**Document passage**.
--- --- ---
The family of an Aberdeen man who died of cancer aged 27 are planning to set up an annual conference in his memory.
Stuart Lawtie, who was described as an "inspiration" by doctors that treated him, lost his battle with bowel cancer in February.
His family want to establish a lasting memorial which they hope will help other young people with the disease.
The conference will bring together doctors, nurses and the families of young people with uncommon cancers.
The first "Stuart Lawtie Day" will be held at the Western General in Edinburgh where he received much of his treatment.
Stuart was diagnosed with colo-rectal cancer when he was 25 and spent the next two-and-a-half years in hospital or being cared for at home.
He underwent chemotherapy, radiotherapy and 12 operations.
But the cancer was aggressive and he was eventually told it was terminal.
He passed away on 11 February 2011.
Stuart's father Andrew Lawtie said "He had a fantastic spirit. He was an inspiration to the medical staff, the nursing staff and the oncologists."
His family are raising funds for the "information sharing" conference and hope to make it an annual event, held in different places around Scotland.
Mr Lawtie said he thought it was something his son would have approved.
He added: "He would have been very, very proud. He would have been quite modest about the whole thing.
"But I suppose there would be a little twinkle in his eye at the thought that Stuart Lawtie's name going on for ever and ever."
The family are planning to hold a series of fundraising event later this year.
--- --- ---
**Extracted records**.
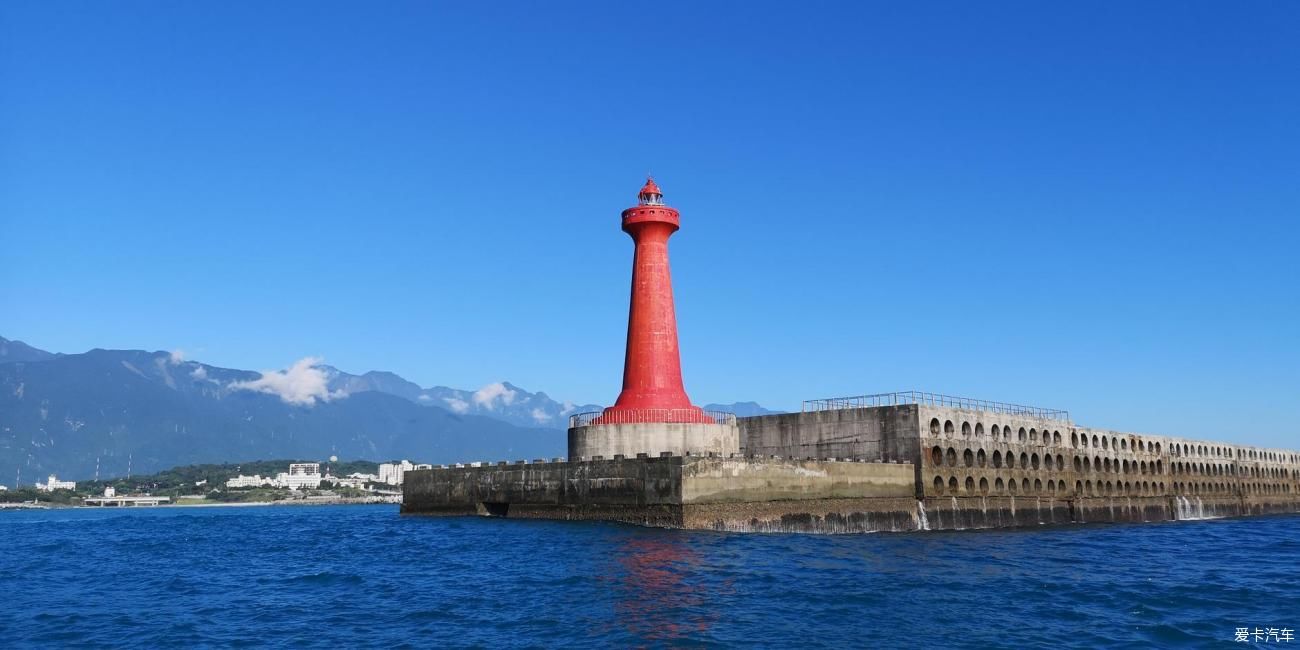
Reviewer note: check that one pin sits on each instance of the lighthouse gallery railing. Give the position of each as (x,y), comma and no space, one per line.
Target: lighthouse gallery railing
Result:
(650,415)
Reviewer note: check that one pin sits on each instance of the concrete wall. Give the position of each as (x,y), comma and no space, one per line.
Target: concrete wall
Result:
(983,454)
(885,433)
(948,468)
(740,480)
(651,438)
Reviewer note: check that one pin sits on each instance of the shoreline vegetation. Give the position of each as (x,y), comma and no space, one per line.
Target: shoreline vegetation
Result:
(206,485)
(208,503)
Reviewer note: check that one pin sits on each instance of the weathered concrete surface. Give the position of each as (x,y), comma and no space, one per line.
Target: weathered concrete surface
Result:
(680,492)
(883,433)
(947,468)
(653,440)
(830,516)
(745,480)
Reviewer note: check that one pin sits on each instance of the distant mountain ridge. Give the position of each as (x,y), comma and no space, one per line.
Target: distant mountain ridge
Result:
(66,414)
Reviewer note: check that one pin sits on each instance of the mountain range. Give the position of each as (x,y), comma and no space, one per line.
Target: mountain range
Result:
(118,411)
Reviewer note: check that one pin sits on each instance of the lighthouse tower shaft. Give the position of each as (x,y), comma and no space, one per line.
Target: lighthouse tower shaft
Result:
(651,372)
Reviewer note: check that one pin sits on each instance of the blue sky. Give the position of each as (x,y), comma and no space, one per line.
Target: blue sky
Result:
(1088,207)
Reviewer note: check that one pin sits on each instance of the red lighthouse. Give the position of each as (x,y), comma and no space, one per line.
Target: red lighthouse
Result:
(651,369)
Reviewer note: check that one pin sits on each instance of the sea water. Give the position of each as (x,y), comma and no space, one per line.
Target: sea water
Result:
--- --- ---
**Assignment A**. In the news story about Stuart Lawtie, why does his family want to set up the conference?
**Assignment B**. Translate this sentence from the news story into French: "The conference will bring together doctors, nurses and the families of young people with uncommon cancers."

**Exercise answer A**. They want to establish a lasting memorial to Stuart, which they hope will help other young people with the disease.

**Exercise answer B**. La conférence réunira des médecins, des infirmières et les familles de jeunes atteints de cancers peu courants.